• [WHAT THIS TASK INVOLVES]:
Your copy should match the listing word for word, apart from the pictures, which are left out.

• [AVAILABLE RECORDS]:

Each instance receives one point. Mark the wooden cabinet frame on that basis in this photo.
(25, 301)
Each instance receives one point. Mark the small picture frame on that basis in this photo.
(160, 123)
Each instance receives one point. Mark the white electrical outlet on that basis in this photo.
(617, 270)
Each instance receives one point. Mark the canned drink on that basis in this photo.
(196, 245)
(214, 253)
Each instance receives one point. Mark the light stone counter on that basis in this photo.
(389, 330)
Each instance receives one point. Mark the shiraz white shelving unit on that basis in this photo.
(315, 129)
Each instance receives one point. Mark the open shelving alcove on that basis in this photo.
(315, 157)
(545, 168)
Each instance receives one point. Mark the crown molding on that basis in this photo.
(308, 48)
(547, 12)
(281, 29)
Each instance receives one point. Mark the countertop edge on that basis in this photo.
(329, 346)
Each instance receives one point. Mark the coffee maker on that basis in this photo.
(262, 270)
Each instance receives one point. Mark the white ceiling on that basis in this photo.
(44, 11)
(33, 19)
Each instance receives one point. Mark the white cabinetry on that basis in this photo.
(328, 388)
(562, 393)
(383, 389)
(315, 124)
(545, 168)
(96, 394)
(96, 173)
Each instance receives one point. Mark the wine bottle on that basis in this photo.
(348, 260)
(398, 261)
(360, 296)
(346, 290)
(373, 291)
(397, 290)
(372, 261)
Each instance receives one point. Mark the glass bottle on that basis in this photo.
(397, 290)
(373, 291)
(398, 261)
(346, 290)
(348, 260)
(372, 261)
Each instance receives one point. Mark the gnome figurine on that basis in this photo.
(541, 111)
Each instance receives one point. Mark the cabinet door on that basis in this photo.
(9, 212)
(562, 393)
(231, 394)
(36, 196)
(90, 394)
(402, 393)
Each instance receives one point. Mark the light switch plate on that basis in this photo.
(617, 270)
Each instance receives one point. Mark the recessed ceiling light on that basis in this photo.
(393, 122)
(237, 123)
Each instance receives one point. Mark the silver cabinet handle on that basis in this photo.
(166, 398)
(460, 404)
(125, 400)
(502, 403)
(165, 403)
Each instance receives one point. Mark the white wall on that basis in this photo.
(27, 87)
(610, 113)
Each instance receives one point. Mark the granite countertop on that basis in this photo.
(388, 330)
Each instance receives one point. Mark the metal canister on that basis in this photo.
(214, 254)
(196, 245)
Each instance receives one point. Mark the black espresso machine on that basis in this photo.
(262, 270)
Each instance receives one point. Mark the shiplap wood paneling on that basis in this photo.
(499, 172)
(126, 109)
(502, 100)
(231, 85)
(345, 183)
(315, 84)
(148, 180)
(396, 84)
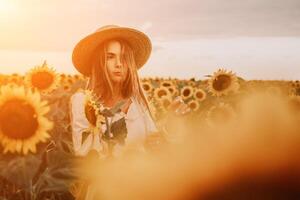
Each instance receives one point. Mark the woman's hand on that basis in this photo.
(178, 107)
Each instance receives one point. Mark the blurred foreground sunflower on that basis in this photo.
(199, 94)
(22, 119)
(43, 78)
(164, 103)
(147, 86)
(167, 83)
(194, 105)
(186, 92)
(222, 82)
(220, 114)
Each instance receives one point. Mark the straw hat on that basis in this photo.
(139, 42)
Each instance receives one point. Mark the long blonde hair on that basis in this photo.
(99, 80)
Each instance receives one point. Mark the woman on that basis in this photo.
(111, 57)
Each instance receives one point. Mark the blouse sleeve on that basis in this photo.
(79, 123)
(150, 125)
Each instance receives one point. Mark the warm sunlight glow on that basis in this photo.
(6, 6)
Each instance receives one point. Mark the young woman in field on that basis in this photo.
(111, 58)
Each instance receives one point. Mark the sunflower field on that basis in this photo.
(37, 159)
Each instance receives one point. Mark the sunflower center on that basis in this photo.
(161, 93)
(186, 92)
(166, 103)
(199, 95)
(90, 114)
(221, 82)
(193, 105)
(42, 80)
(18, 119)
(146, 87)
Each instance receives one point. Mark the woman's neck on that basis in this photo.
(117, 96)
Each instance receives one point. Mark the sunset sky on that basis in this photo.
(257, 39)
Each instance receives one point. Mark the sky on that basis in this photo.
(256, 39)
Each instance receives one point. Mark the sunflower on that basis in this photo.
(273, 90)
(166, 83)
(22, 119)
(199, 94)
(160, 92)
(147, 86)
(194, 105)
(191, 82)
(92, 111)
(43, 78)
(220, 114)
(186, 92)
(173, 90)
(15, 79)
(164, 103)
(223, 82)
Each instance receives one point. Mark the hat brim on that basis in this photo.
(139, 42)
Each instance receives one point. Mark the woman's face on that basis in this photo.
(117, 71)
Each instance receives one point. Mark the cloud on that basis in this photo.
(59, 25)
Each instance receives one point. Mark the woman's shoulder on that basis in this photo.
(77, 96)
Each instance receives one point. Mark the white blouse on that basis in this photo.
(138, 123)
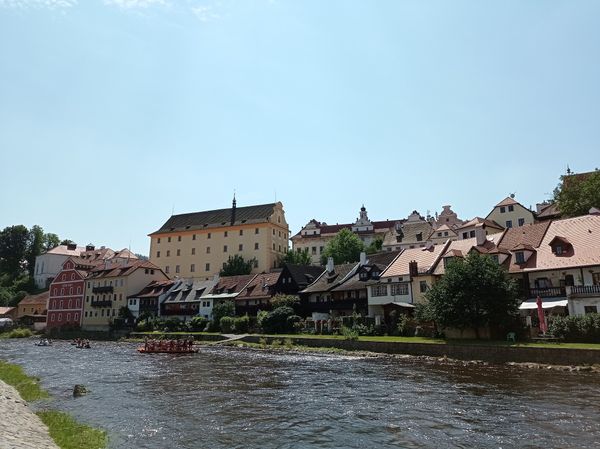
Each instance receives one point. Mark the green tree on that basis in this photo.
(13, 249)
(295, 258)
(221, 309)
(51, 241)
(35, 247)
(375, 246)
(577, 194)
(284, 300)
(236, 265)
(345, 247)
(475, 292)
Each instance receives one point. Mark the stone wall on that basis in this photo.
(487, 353)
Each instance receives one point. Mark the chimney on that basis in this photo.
(480, 235)
(233, 207)
(413, 269)
(329, 265)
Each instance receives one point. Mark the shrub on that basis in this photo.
(276, 322)
(349, 333)
(226, 324)
(198, 323)
(20, 333)
(241, 324)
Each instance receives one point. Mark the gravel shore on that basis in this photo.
(20, 428)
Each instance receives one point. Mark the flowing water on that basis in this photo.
(241, 398)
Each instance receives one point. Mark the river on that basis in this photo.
(243, 398)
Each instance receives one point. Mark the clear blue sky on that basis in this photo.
(114, 113)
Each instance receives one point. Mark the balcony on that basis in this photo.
(548, 292)
(584, 291)
(101, 303)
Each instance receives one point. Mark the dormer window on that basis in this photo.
(520, 257)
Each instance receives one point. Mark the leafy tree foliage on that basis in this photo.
(221, 309)
(295, 258)
(345, 247)
(375, 246)
(577, 194)
(475, 292)
(236, 265)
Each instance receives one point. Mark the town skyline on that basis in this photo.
(134, 109)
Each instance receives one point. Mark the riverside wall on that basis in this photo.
(20, 428)
(486, 353)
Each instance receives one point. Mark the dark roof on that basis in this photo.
(217, 218)
(327, 281)
(304, 275)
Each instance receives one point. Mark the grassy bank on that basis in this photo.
(64, 430)
(69, 434)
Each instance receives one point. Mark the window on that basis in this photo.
(520, 257)
(399, 289)
(590, 309)
(378, 290)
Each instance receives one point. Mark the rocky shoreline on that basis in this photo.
(20, 427)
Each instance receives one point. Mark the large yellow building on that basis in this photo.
(198, 244)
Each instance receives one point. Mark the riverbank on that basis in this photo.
(21, 428)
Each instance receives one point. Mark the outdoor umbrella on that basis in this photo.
(541, 316)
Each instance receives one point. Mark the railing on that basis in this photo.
(585, 290)
(103, 289)
(549, 292)
(101, 303)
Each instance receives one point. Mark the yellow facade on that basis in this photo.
(201, 253)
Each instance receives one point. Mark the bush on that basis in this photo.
(585, 328)
(241, 324)
(20, 333)
(198, 323)
(276, 322)
(226, 324)
(349, 333)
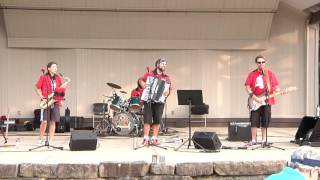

• [EXPECTED ANSWER]:
Each instance receives one point. Mark the wooden cabinet frame on that basis in this photo.
(25, 301)
Each instance receives one point. Mark the small picture frame on that basis in this photo.
(160, 123)
Each instance receives one point. Mark the white electrical outlet on that basis in this photo.
(617, 270)
Each instance receives one point. Mark the canned drink on that basis in this photo.
(196, 245)
(214, 253)
Each instance receives one point. Mark the light stone counter on that basis in this photo.
(389, 330)
Each instance receives one point. Mark the shiraz white shelving unit on that basis in this photo.
(315, 129)
Each instance receives one point. Mark the open shelving alcove on that basis in this photo.
(315, 157)
(545, 168)
Each instance receives one point. Mark the crown molding on that basis in this photo.
(308, 48)
(547, 12)
(281, 29)
Each instance receives one point. Mark the countertop edge on that basis in this photo.
(329, 346)
Each instance receives one point. Mark the coffee maker on that basis in this photo.
(262, 270)
Each instance receives one point. Mark the white ceiling on that basis in this photo.
(44, 11)
(33, 19)
Each instance receives one point. Mark the white cabinetry on that basis in this photo.
(328, 388)
(562, 393)
(383, 389)
(315, 124)
(545, 168)
(96, 394)
(96, 173)
Each instance receives one point. Mark the wine bottle on that basis in this photo.
(348, 260)
(398, 261)
(360, 296)
(346, 290)
(373, 291)
(397, 290)
(372, 261)
Each instance receives one point. Mark the glass bottle on that basis in this photo.
(397, 290)
(373, 291)
(398, 261)
(346, 290)
(348, 260)
(372, 261)
Each instance receives one point. Mark the gnome figurine on that basis in this photo.
(541, 111)
Each instance receives one point. Mark the cabinet door on that basis in this photo.
(9, 212)
(562, 393)
(231, 394)
(36, 196)
(90, 394)
(402, 393)
Each instance receives one point. Mark the light switch plate on that basis in this photo.
(617, 270)
Each instance receives one point. Mark the recessed ceiling light on that basis in this photo.
(393, 122)
(237, 123)
Each instance receives one point. Mark the silver cabinet handle on that basis in this photo.
(166, 398)
(460, 404)
(125, 400)
(502, 403)
(165, 403)
Each instance receives one point. Mark the white wall on that basis in this photo.
(27, 87)
(610, 113)
Each instance receives one point. Mark the granite countertop on that basis in this photo.
(388, 330)
Each instance receives one point. Mark the metal canister on that basis in this photo.
(214, 254)
(196, 245)
Each instance receives one point. Mark the black espresso machine on that basis in this photo.
(262, 270)
Each instance receives one point. Mark the shiplap wood paneling on that basis in this photo.
(499, 172)
(126, 109)
(502, 100)
(231, 85)
(345, 183)
(315, 84)
(148, 180)
(396, 84)
Each instance receives one point. Mark the woman's hand on that basis in this photo.
(178, 107)
Each instance receives one point. Mark the blurred foreground sunflower on that basis in this photo.
(199, 94)
(22, 119)
(43, 78)
(164, 103)
(147, 86)
(167, 83)
(194, 105)
(186, 92)
(222, 82)
(220, 114)
Each instance receives one point. Mark the straw hat on that basis in this photo.
(139, 42)
Each instance receives one point. Mark the long blonde hair on that basis in this photo.
(99, 80)
Each instance receives one point. Mark the woman on that basis in this photo.
(111, 57)
Each instance receives one point. Mark the blouse sleeve on that basis in this photo.
(79, 123)
(150, 125)
Each instance receives one point. Mark the warm sunlight glow on that basis in this photo.
(6, 6)
Each instance receives one point. Mark the young woman in field on that basis in this photo.
(111, 58)
Each instance receives one point. Mark the sunflower field on that basis in this photo.
(37, 159)
Each instance receives one point. Mark the sunflower center on that basis in this photo.
(161, 93)
(186, 92)
(166, 103)
(199, 95)
(90, 114)
(221, 82)
(193, 105)
(42, 80)
(18, 119)
(146, 87)
Each instance receives one point. Mark the woman's neck on that basis in this photo.
(117, 96)
Each instance receives one point. Mark the sunset sky on that basis in this photo.
(257, 39)
Each instance receives one point. Mark the sky on that basis in this photo.
(256, 39)
Each instance receives one point. Mark the sunflower on that basis in this photo.
(273, 90)
(166, 83)
(22, 119)
(199, 94)
(160, 92)
(147, 86)
(194, 105)
(191, 82)
(92, 111)
(43, 78)
(220, 114)
(186, 92)
(173, 90)
(15, 79)
(164, 103)
(223, 82)
Each instance receives one point. Mark the hat brim on that basis in this photo.
(139, 42)
Each instance receives one point. Mark the woman's face on that basis in this photo.
(117, 71)
Each instance receives one point. Mark the cloud on that basis in this photo.
(59, 25)
Each instance receives one point. Mark the woman's shoulder on that basis in this photo.
(77, 96)
Each instance receives one point. Mark the white blouse on that basis in this photo.
(138, 123)
Each instance receives one point. Mark the green tree on that basis in this photo.
(13, 249)
(295, 258)
(221, 309)
(51, 241)
(35, 247)
(375, 246)
(577, 194)
(284, 300)
(236, 265)
(345, 247)
(475, 292)
Each instance receives one point. Mark the stone wall on that basis in this photo.
(487, 353)
Each instance receives one point. Mark the chimney on that basis in this photo.
(480, 235)
(233, 207)
(413, 269)
(329, 265)
Each instance receives one point. Mark the shrub on that basis in this photo.
(276, 322)
(349, 333)
(226, 324)
(198, 323)
(20, 333)
(241, 324)
Each instance receives one point. Mark the gravel shore on that basis in this photo.
(20, 428)
Each instance receives one point. Mark the flowing water on that basis in this photo.
(241, 398)
Each instance receives one point. Mark the river on that basis in this photo.
(243, 398)
Each instance receives one point. Mark the clear blue sky on that basis in this photo.
(114, 113)
Each instance receives one point. Mark the balcony on that basis in this photo.
(548, 292)
(584, 291)
(101, 303)
Each instance receives one point. Mark the dormer window on that basis in this photo.
(520, 257)
Each instance receives one point. Mark the leafy tree foliage on that basis in this photo.
(221, 309)
(295, 258)
(345, 247)
(375, 246)
(577, 194)
(475, 292)
(236, 265)
Each instance receives one point. Mark the town skyline on that basis in this photo.
(134, 109)
Each instance receives one point. Mark the riverside wall on that basis in this photo.
(20, 428)
(486, 353)
Each instance receives one point. Mark the dark roof on that basis in this photo.
(217, 218)
(327, 281)
(304, 275)
Each instance receives one point. Mark the grassy bank on that basis in this photo.
(64, 430)
(69, 434)
Each instance receives one point. Mark the window on that basis in this photo.
(520, 257)
(399, 289)
(590, 309)
(378, 290)
Each instance receives one point. Mark the rocky shoreline on that basis in this photo.
(20, 427)
Each instance receives one point. Mark the large yellow building on that basis in this photo.
(198, 244)
Each instance receives one point. Mark the riverbank on that basis in this photo.
(21, 428)
Each instance receives one point. Mark the outdoor umbrella on that basis in this photo.
(541, 316)
Each instance receives one point. Mark the railing on that basis in this photo.
(585, 290)
(103, 289)
(549, 292)
(101, 303)
Each instance receives one point. Mark the yellow facade on that basis in this photo.
(201, 253)
Each instance receives one point. Mark the bush on that basis in this photo.
(585, 328)
(241, 324)
(20, 333)
(198, 323)
(276, 322)
(226, 324)
(349, 333)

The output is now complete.